[Start Extracted data]

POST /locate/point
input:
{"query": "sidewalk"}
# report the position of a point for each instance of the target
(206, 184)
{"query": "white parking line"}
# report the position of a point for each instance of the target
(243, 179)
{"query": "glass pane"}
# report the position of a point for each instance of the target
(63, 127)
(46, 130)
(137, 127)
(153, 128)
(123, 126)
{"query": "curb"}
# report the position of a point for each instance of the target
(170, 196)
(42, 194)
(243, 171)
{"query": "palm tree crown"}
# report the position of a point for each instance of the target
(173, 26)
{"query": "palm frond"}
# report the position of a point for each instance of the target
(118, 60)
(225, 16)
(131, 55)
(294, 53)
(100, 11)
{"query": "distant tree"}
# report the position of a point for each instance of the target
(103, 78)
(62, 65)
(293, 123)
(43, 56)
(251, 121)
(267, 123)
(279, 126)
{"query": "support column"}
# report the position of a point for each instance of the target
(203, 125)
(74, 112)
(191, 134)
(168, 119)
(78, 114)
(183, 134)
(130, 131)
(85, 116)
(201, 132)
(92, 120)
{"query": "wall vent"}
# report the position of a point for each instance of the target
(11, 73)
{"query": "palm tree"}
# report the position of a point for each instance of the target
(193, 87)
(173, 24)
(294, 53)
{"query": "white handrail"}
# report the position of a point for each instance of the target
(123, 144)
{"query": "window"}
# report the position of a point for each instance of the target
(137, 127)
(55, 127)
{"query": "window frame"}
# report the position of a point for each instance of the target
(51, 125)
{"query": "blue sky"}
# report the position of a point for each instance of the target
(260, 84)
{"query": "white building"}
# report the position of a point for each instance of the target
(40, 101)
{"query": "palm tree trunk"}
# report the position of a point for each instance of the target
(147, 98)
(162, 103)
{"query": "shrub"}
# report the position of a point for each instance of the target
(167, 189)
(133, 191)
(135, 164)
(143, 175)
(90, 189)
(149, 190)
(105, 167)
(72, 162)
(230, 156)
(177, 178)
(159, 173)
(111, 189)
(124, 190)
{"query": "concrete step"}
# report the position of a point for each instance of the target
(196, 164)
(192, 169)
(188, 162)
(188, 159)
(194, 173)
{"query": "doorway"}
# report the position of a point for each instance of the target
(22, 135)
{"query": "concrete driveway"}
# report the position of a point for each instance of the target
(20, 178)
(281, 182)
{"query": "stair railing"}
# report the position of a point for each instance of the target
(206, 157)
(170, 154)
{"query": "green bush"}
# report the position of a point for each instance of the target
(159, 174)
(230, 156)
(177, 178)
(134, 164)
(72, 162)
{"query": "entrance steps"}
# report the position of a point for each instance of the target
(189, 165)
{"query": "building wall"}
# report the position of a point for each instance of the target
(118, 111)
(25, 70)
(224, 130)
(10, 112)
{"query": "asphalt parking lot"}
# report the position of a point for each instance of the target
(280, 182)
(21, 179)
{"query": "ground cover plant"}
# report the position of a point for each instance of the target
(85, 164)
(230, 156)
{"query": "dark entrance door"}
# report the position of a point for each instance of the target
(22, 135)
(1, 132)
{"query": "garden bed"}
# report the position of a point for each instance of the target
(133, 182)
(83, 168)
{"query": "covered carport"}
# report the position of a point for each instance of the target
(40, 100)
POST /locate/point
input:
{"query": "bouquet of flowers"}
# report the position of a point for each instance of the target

[End Extracted data]

#### Request:
Extract each line of the listing above, copying it word for word.

#### Answer to the exercise:
POST /locate/point
input:
{"query": "sidewalk"}
# report the position of a point for each instance of the target
(206, 184)
{"query": "white parking line"}
# report the position of a point for each instance of the target
(243, 179)
{"query": "glass pane"}
# report the position of a point for each instance of the target
(63, 127)
(46, 130)
(137, 127)
(153, 128)
(123, 126)
{"query": "curb"}
# report the position of a point for each instance of the target
(170, 196)
(42, 194)
(243, 171)
{"query": "palm tree crown"}
# report the position of a point for each instance of the target
(173, 26)
{"query": "palm frond"}
# report the position of a point for each instance of the target
(118, 60)
(225, 16)
(131, 55)
(294, 53)
(100, 11)
{"query": "distant tree"}
# report the position of a point for each instance of the target
(103, 78)
(62, 65)
(293, 123)
(43, 56)
(251, 121)
(267, 123)
(279, 126)
{"query": "support column"}
# report the position of a point for each instance of the target
(203, 125)
(74, 112)
(191, 134)
(168, 119)
(78, 114)
(183, 134)
(130, 131)
(85, 116)
(201, 132)
(92, 120)
{"query": "wall vent"}
# report the position of a point for each instance of the target
(11, 73)
{"query": "palm tree"}
# report the position of a point for each instance of the target
(193, 87)
(173, 24)
(294, 53)
{"query": "white handrail"}
# report the position of a point for each instance of the target
(123, 144)
{"query": "window"}
# report the position of a point for each instance of the target
(137, 127)
(55, 127)
{"query": "window frame"}
# report the position of a point for each instance of the target
(51, 125)
{"query": "blue sky"}
# report the position of a point for each instance of the target
(260, 84)
{"query": "white building"}
# report the position of a point for each instance of the target
(40, 101)
{"query": "palm tree trunk"}
# report the position of a point for each instance of the target
(147, 98)
(162, 103)
{"query": "shrub"}
# report the position of a point for each instance of the target
(167, 189)
(133, 191)
(135, 164)
(143, 175)
(90, 189)
(149, 190)
(105, 167)
(72, 162)
(230, 156)
(177, 178)
(159, 173)
(111, 189)
(124, 190)
{"query": "concrete step"}
# report the position of a point for each instance of the target
(196, 164)
(192, 169)
(188, 162)
(188, 159)
(194, 173)
{"query": "doorway"}
# report the position of a point for each instance of the target
(22, 135)
{"query": "concrete driveway"}
# report the position of a point for each instance of the target
(20, 178)
(281, 182)
{"query": "stair railing"}
# report the position of a point for each instance of the target
(206, 157)
(170, 154)
{"query": "green bush"}
# report the position of a point for each instance of the target
(159, 174)
(230, 156)
(177, 178)
(134, 164)
(72, 162)
{"query": "entrance steps"}
# report the position of a point for each instance of the target
(189, 165)
{"query": "building wall"}
# report the position of a point for each instance of the target
(118, 111)
(25, 70)
(224, 130)
(10, 112)
{"query": "asphalt parking lot"}
# report the position of a point for each instance of the target
(280, 182)
(21, 179)
{"query": "ground cover plant"}
# report the position of a point for each instance of the target
(85, 164)
(230, 156)
{"query": "dark entrance door"}
# report the position of a point for each instance of the target
(22, 135)
(1, 132)
{"query": "garden bed"}
# report the position of a point for each instance of the target
(133, 182)
(83, 168)
{"query": "covered carport"}
# report the position of a point for each instance of the target
(40, 100)
POST /locate/point
input:
{"query": "bouquet of flowers"}
# report the position of a point for each instance of the target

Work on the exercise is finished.